▸ Exercise brief
Locate every line in the listing below that contains the word "spray". Copy each such line.

---------- Record set

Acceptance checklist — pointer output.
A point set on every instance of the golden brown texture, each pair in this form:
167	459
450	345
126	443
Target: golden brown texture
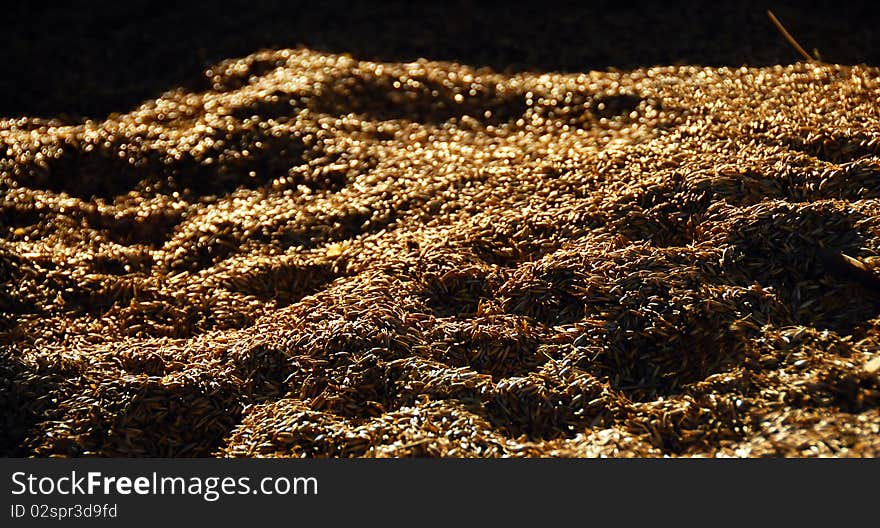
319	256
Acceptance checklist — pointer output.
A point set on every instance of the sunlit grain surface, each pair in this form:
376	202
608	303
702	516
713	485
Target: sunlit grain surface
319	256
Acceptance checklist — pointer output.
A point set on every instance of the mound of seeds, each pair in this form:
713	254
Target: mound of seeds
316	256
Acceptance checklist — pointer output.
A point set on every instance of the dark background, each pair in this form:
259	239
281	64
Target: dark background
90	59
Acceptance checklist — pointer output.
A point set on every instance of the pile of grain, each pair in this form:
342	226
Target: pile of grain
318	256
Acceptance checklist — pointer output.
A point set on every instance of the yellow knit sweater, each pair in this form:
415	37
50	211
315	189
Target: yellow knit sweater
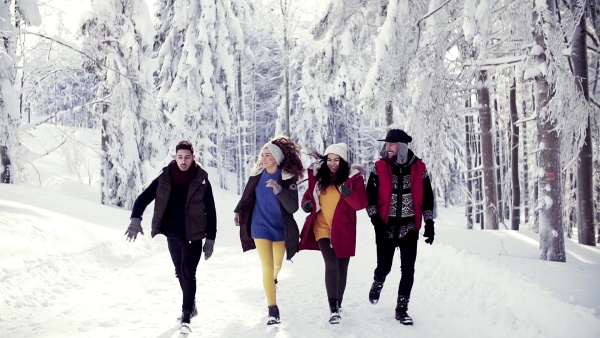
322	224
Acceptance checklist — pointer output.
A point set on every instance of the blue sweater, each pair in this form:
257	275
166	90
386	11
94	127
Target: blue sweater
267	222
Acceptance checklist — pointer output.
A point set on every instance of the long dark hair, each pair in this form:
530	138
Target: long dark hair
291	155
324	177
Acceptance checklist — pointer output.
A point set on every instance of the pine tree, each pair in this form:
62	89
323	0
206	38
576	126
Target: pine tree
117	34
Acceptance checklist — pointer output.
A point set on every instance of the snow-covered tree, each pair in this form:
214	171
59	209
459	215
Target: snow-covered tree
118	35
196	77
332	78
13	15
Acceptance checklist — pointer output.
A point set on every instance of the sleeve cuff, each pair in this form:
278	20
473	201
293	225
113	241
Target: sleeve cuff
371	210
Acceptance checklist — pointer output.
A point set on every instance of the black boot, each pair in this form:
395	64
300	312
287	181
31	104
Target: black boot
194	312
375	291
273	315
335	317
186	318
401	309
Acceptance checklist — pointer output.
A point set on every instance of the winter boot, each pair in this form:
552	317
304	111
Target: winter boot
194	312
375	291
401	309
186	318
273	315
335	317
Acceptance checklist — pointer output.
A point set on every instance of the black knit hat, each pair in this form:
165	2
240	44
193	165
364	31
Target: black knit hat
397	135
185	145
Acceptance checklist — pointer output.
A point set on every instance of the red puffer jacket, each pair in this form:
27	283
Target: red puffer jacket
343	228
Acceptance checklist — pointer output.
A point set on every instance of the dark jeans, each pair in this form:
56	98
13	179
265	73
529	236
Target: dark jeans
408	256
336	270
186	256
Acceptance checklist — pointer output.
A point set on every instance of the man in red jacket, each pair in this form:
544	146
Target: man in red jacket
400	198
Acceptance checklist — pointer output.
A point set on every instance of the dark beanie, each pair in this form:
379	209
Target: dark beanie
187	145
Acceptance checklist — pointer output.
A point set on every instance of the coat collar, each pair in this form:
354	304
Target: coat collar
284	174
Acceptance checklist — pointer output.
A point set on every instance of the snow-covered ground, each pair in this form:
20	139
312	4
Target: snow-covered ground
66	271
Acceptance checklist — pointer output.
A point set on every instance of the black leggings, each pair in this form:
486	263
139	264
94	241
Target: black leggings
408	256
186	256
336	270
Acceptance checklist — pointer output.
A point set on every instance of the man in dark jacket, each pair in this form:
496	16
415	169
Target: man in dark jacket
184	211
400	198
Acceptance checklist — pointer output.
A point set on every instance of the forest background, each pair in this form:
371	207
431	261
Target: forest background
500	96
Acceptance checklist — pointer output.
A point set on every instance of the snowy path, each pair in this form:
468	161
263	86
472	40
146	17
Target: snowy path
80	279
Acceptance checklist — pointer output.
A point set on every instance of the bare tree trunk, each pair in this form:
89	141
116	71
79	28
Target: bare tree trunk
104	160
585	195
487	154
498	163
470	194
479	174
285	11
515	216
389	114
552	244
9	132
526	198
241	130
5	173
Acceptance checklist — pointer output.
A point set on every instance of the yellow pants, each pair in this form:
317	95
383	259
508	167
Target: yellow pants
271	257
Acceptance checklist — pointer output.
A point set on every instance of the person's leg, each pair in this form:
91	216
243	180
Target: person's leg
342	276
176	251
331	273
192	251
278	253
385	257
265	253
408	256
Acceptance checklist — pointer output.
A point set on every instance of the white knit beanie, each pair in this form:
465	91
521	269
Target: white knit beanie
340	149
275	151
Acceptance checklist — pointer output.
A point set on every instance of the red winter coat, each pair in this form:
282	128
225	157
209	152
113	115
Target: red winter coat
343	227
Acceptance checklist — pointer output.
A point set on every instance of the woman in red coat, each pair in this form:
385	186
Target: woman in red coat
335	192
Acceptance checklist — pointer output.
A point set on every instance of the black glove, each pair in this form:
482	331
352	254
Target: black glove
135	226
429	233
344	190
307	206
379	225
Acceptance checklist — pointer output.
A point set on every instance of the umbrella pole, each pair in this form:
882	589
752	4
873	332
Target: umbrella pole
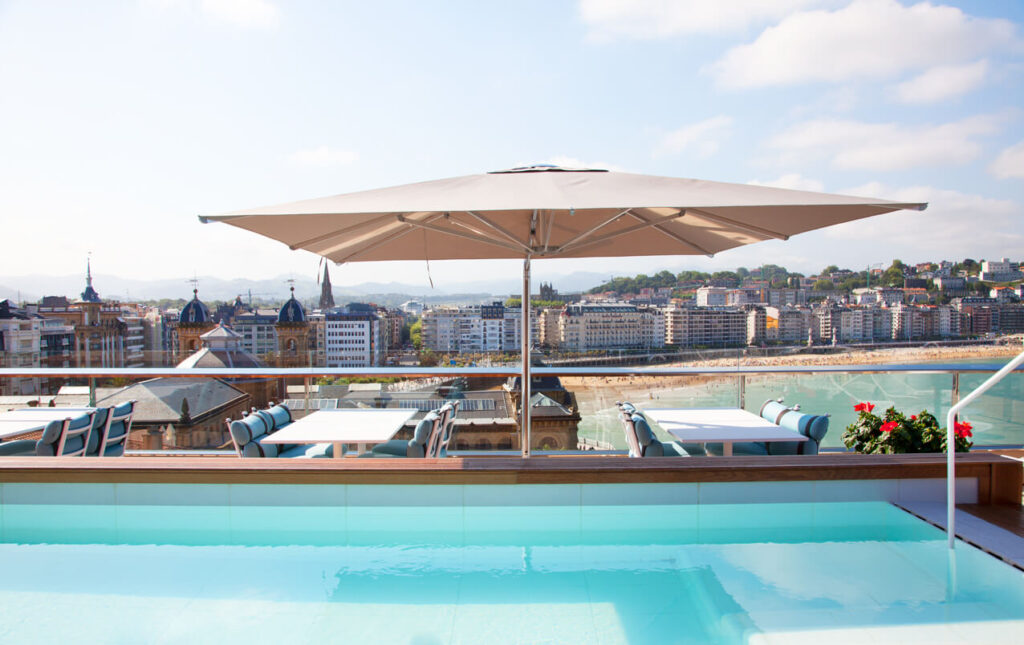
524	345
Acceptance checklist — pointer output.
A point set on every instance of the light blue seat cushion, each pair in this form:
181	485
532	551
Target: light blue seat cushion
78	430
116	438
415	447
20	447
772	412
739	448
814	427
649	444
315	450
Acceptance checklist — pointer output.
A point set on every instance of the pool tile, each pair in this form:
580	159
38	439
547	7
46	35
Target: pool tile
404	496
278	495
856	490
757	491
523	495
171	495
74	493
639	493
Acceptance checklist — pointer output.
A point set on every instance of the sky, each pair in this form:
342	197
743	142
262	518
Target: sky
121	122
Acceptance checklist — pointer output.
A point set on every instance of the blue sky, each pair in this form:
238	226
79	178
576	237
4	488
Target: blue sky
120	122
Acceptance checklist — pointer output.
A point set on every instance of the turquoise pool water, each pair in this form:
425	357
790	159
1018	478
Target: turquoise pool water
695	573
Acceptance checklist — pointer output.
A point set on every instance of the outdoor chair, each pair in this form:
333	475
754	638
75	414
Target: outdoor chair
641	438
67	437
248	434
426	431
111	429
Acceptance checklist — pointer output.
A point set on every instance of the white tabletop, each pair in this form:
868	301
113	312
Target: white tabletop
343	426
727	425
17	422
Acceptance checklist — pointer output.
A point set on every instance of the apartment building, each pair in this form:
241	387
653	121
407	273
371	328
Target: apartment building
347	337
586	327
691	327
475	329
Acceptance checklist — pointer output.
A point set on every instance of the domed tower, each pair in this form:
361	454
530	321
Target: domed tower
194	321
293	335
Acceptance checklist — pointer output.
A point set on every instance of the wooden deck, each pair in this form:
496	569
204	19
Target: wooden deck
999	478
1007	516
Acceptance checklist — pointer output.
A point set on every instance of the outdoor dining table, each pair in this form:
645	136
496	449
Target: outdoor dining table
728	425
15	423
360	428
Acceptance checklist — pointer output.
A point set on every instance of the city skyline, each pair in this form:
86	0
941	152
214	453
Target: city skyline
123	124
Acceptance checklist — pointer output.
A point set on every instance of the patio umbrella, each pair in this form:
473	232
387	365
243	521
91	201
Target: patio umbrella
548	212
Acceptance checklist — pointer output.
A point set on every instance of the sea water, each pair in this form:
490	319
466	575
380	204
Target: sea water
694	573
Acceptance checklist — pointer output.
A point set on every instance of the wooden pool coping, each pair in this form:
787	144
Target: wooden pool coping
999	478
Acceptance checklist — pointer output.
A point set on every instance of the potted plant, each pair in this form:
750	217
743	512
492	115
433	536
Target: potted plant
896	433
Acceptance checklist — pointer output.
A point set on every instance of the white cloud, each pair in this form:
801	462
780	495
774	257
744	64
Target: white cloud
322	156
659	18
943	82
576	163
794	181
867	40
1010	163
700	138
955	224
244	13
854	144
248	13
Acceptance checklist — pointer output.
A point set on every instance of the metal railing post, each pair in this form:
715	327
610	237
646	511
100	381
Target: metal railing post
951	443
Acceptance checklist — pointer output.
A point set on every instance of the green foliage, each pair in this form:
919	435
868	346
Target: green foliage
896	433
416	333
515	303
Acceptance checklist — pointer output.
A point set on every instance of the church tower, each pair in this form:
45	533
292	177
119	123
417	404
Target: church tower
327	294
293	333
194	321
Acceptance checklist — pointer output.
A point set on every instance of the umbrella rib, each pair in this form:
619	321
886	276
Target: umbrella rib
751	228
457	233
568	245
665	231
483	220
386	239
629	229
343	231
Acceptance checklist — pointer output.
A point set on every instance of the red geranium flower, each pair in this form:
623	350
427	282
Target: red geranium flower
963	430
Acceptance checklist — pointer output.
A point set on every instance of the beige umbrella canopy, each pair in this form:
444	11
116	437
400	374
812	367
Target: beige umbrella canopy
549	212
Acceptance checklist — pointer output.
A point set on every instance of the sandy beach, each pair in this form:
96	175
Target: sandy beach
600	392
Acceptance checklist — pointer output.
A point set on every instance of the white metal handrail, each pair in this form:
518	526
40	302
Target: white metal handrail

--------------------
---------- Record set

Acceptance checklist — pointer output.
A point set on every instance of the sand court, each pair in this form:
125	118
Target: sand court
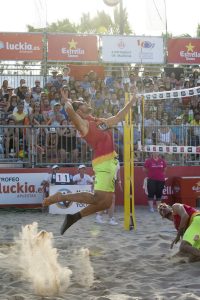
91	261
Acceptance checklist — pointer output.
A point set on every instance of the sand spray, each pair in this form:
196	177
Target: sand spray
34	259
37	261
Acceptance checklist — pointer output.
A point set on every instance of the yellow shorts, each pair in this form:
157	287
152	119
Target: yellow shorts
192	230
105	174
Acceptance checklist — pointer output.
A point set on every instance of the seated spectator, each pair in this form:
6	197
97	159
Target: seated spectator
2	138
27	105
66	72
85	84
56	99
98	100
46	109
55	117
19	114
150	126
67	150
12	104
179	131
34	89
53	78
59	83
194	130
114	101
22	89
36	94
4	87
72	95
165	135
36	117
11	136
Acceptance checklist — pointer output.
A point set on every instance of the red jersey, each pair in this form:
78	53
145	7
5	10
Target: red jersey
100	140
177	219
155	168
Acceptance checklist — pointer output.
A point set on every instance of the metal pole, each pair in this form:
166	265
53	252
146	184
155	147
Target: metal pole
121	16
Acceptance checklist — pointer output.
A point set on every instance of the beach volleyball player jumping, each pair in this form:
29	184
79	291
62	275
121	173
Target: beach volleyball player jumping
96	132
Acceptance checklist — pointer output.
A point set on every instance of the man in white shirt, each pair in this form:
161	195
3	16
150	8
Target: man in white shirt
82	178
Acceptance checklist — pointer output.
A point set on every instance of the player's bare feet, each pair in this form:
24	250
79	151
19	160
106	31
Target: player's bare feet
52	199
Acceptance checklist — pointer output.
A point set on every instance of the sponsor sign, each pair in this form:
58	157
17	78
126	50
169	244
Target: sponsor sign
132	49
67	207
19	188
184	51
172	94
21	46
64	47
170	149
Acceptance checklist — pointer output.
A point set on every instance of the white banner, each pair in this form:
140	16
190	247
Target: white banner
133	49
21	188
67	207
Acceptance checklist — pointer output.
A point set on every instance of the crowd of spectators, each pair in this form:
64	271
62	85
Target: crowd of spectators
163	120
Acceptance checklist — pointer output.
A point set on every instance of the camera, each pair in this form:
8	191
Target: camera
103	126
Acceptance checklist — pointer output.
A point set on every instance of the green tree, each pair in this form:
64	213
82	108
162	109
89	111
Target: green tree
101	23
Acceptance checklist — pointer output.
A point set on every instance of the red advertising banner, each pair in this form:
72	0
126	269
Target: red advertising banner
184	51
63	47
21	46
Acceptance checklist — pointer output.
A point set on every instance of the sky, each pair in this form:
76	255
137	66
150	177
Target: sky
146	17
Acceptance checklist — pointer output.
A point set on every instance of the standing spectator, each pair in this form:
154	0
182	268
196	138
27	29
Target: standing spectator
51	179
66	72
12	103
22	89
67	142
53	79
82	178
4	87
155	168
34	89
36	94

--------------------

▸ Worked answer
A point set on every instance of the sand spray, each pair in this form:
Target: sand spray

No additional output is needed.